■ **REQUIRED WORK**: Each entry below is to be duplicated verbatim.

++++ LISTED RECORDS ++++

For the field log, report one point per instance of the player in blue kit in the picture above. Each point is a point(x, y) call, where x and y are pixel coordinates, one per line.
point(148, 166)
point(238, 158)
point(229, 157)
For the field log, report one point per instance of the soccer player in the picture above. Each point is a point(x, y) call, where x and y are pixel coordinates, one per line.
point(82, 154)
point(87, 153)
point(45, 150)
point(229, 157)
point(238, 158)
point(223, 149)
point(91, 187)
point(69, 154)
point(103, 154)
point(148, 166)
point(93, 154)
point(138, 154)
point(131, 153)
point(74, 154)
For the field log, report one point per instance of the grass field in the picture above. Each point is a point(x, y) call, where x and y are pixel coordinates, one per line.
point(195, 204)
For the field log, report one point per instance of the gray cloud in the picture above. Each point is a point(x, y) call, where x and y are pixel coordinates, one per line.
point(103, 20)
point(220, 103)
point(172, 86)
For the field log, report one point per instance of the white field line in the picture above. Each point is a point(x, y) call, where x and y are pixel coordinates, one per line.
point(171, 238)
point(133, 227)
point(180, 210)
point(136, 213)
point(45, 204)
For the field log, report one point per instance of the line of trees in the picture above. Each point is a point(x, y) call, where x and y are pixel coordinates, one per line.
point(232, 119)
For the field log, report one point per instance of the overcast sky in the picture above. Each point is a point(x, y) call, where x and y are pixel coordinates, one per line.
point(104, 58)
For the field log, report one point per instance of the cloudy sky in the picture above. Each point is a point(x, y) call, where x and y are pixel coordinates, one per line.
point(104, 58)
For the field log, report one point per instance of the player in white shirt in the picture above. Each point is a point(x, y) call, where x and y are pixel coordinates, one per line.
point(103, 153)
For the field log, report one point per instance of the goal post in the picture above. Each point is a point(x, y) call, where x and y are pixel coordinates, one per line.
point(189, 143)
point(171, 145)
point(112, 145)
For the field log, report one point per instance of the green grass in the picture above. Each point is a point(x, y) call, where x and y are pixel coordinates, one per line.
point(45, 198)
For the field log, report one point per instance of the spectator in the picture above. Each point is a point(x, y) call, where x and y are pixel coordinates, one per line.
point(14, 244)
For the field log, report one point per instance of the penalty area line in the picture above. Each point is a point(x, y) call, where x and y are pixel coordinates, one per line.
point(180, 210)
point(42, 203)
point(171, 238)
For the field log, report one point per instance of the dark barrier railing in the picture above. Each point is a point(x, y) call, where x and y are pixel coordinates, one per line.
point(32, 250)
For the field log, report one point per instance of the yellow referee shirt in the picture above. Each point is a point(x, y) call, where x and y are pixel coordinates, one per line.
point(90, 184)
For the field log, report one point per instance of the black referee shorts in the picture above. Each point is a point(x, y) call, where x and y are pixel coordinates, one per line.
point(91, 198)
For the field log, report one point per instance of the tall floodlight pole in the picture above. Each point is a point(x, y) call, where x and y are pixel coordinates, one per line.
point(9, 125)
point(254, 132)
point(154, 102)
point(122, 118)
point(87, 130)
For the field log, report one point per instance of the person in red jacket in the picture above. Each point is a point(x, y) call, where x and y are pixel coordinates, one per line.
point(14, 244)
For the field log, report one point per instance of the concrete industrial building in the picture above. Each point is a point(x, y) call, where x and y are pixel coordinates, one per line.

++++

■ **RESULT BELOW**:
For the field log, report one point per instance of the player in blue kit in the picture above. Each point is a point(x, y) call, where x and y are pixel coordinates, one per line.
point(148, 166)
point(238, 158)
point(229, 157)
For the field log, report one point per instance of the soccer player in the picture above. Each point is a point(x, y) call, where x and y are pixel coordinates, one per line.
point(82, 154)
point(87, 153)
point(45, 150)
point(229, 157)
point(238, 158)
point(223, 149)
point(91, 187)
point(69, 154)
point(103, 154)
point(148, 166)
point(93, 154)
point(138, 154)
point(131, 153)
point(74, 154)
For the field log, report one point per instance of the grass field in the picture above. Each point is a point(x, y) call, where x and y are pixel coordinates, one per line.
point(195, 204)
For the field log, report one point per instance of the gray cloud in the picture above. Each point is a point(x, y) call, where x and y are pixel coordinates, one per line.
point(103, 20)
point(220, 103)
point(172, 86)
For the field log, report one point per instance of the white field line in the picture above. Each point is a point(x, y) call, where x and y are pixel coordinates, one per line.
point(171, 238)
point(133, 227)
point(180, 210)
point(136, 213)
point(45, 204)
For the field log, report one point per instance of the line of trees in the picture above. Each point is a point(x, y) call, where x and y are pixel coordinates, one per line.
point(232, 119)
For the field log, report one point per instance of the overcast sky in the picture above. Each point is a point(x, y) call, where x and y are pixel coordinates, one per line.
point(104, 58)
For the field log, report one point per instance of the cloudy sky in the picture above. Each point is a point(x, y) call, where x and y are pixel coordinates, one per line.
point(104, 58)
For the field log, report one point per instance of the player in white shirt in the picture above. Each point is a point(x, y) call, where x and y are pixel coordinates, one per line.
point(103, 153)
For the field log, report one point per instance of the goal post in the picture above. Each point is a point(x, y) call, where x and y are pixel coordinates, one per line.
point(189, 143)
point(171, 145)
point(112, 145)
For the field log, report one point per instance of the green grass in the picture above. Each point is a point(x, y) call, where x and y are pixel coordinates, one per line.
point(45, 198)
For the field log, report one point per instance of the spectator in the picture above. Each point is a point(x, y) call, where x and y are pixel coordinates, one per line.
point(14, 244)
For the field log, report one point per instance of the penalty area line in the picture above. Each point is a point(x, y) call, where x and y are pixel coordinates, one per line.
point(180, 210)
point(42, 203)
point(171, 238)
For the field log, report one point per instance of the dark barrier railing in the picture above. Each point is a point(x, y) call, where x and y are pixel coordinates, one per line.
point(32, 250)
For the field log, report one point per instance of the yellow referee shirt in the picture above. Each point is a point(x, y) call, where x and y are pixel coordinates, one per line.
point(90, 184)
For the field log, report one point per instance of the black referee shorts in the picture above. Each point is a point(x, y) call, where x and y are pixel coordinates, one per line.
point(91, 198)
For the field log, report one point per instance of the tall floodlight pole in the picture above. Each point is a point(x, y) call, where x and y are pixel coordinates, one per line.
point(9, 125)
point(254, 132)
point(154, 102)
point(122, 118)
point(87, 130)
For the field log, report one point per instance of the person in red jacket in the picture above. Each point is a point(x, y) call, where x and y are pixel coordinates, one per line.
point(14, 244)
For the field log, report one point per instance of the concrete industrial building in the picture above. Each point is a point(x, y) call, where x and y are pixel coordinates, one per line.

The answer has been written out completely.